### Exercise material:
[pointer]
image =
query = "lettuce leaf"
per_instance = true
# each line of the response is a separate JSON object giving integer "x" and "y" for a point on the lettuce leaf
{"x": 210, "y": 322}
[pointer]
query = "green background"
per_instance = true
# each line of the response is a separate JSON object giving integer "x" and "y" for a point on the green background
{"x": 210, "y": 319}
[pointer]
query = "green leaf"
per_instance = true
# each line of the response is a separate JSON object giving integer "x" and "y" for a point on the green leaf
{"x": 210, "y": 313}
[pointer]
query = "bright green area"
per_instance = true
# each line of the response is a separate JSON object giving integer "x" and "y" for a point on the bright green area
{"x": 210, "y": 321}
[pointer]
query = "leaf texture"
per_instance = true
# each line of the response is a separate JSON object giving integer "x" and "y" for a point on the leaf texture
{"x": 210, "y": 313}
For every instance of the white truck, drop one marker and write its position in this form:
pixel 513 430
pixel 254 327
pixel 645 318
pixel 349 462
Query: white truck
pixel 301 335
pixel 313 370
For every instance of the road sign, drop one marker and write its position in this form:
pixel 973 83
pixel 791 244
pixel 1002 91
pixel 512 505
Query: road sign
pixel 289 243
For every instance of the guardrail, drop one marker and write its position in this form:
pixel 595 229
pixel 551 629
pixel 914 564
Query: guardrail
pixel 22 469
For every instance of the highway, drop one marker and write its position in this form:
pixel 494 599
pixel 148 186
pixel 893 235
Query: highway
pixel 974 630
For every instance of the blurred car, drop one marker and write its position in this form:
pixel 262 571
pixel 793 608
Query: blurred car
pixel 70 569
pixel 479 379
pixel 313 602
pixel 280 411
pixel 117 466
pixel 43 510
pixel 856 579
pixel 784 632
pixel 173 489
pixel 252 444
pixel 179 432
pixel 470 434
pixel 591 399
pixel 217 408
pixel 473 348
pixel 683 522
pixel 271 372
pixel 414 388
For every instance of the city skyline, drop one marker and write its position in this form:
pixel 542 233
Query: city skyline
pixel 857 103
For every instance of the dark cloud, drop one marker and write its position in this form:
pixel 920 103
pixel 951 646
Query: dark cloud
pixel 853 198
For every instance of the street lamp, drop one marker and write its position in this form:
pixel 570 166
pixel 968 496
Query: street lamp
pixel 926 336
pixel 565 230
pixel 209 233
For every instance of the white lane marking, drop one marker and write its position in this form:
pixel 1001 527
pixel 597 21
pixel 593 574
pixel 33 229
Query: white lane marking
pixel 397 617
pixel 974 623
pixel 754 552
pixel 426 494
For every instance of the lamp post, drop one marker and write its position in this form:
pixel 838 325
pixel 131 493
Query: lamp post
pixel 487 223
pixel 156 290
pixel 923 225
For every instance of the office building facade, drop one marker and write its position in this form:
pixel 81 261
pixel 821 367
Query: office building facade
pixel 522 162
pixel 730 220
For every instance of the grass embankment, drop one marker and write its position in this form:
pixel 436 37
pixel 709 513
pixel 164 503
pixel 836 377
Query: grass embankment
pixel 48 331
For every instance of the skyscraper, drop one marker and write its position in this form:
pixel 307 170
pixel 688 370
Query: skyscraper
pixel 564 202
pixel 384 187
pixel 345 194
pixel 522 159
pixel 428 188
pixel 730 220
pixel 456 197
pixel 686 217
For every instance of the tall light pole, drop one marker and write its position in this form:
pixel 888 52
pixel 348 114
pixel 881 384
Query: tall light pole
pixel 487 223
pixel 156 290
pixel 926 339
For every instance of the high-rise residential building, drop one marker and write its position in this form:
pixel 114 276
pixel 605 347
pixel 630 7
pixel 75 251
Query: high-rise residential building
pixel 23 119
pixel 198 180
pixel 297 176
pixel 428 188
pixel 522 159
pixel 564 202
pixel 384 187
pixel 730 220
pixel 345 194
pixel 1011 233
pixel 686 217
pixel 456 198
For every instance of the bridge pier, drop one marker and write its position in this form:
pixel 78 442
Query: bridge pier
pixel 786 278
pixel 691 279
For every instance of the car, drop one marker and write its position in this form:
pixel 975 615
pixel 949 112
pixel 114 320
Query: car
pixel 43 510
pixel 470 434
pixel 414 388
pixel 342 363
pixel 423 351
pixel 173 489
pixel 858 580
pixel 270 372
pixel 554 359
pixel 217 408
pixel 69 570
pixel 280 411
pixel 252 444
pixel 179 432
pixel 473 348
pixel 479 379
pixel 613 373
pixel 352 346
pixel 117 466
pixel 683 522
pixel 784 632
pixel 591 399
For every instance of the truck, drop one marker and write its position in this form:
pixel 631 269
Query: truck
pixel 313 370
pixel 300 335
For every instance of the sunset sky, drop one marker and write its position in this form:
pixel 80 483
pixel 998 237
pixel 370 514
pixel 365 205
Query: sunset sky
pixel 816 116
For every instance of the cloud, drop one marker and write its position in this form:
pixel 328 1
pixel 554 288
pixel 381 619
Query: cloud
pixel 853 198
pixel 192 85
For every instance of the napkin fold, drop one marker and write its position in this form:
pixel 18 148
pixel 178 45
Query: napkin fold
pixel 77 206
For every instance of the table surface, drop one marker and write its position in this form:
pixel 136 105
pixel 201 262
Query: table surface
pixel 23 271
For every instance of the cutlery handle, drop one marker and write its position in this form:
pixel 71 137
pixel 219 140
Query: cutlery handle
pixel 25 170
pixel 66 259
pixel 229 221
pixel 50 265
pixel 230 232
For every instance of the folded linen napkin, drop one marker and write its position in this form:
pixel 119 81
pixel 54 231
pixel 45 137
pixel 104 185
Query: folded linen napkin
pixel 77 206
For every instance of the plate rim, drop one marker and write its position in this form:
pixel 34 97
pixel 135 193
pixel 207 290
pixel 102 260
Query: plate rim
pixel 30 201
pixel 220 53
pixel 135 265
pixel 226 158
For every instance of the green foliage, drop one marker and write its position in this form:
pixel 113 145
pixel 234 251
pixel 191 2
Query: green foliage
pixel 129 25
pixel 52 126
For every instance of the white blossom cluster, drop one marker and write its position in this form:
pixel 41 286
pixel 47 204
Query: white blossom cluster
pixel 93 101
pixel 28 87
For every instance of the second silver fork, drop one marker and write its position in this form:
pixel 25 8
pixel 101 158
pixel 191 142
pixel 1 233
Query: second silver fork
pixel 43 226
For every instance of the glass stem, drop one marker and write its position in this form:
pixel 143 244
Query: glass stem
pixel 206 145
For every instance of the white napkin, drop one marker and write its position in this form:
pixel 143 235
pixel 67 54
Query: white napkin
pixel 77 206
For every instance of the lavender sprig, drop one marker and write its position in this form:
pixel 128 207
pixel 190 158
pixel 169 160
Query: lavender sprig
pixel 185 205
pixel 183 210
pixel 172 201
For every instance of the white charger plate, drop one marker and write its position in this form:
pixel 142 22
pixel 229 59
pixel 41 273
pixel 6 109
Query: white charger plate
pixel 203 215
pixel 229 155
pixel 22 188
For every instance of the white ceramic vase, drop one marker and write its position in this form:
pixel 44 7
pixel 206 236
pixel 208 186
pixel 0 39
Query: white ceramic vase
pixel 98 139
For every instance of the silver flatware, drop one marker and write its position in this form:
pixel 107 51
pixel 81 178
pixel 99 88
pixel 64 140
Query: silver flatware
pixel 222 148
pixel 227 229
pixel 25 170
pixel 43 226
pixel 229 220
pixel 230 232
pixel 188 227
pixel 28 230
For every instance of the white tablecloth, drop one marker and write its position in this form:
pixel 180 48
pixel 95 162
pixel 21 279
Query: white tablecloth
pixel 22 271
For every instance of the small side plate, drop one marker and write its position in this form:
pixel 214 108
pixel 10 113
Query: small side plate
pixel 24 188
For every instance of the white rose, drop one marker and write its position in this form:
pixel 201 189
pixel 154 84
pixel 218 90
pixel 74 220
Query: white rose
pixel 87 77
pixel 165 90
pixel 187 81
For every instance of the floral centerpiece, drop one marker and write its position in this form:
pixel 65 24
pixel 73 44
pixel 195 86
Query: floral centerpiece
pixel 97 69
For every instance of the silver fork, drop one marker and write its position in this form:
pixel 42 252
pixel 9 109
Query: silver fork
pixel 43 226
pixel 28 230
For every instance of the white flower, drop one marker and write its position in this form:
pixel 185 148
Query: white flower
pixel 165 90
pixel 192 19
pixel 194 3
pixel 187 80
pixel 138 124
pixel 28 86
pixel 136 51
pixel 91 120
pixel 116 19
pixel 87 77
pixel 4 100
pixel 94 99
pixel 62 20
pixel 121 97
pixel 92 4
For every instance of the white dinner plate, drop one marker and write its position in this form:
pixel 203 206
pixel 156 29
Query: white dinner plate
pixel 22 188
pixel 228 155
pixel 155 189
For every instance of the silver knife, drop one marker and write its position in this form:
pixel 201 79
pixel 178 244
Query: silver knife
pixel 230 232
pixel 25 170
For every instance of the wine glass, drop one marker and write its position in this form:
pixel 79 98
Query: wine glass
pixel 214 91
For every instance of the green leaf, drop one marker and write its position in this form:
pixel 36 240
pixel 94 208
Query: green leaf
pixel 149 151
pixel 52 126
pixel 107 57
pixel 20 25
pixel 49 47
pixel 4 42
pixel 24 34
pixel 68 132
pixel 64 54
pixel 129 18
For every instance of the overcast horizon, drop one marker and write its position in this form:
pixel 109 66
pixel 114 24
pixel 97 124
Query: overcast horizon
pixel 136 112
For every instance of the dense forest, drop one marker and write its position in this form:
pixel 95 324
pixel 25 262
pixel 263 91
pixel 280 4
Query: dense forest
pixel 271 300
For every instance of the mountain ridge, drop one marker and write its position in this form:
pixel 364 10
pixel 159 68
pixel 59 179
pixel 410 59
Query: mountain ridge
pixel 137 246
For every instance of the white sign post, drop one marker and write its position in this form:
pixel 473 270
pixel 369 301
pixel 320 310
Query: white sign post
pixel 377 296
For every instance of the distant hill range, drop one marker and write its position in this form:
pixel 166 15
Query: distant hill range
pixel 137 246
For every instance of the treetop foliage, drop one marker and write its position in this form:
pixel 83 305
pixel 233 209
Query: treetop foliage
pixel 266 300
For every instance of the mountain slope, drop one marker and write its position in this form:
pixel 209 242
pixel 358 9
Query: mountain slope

### Work to be completed:
Write out only the lines that run from the line containing "pixel 307 170" through the line containing "pixel 75 251", both included, exactly as they appear above.

### Response to this exercise:
pixel 307 170
pixel 688 370
Query: skyscraper
pixel 564 202
pixel 384 187
pixel 345 194
pixel 522 159
pixel 428 188
pixel 730 220
pixel 456 197
pixel 686 217
For every instance of the tall light pole, drop one marker and write its position in this form:
pixel 888 52
pixel 348 114
pixel 881 384
Query: tall light pole
pixel 487 223
pixel 156 290
pixel 926 339
For every instance of the high-rise residential building, drop one marker and write its position in this form:
pixel 114 276
pixel 605 347
pixel 630 7
pixel 75 251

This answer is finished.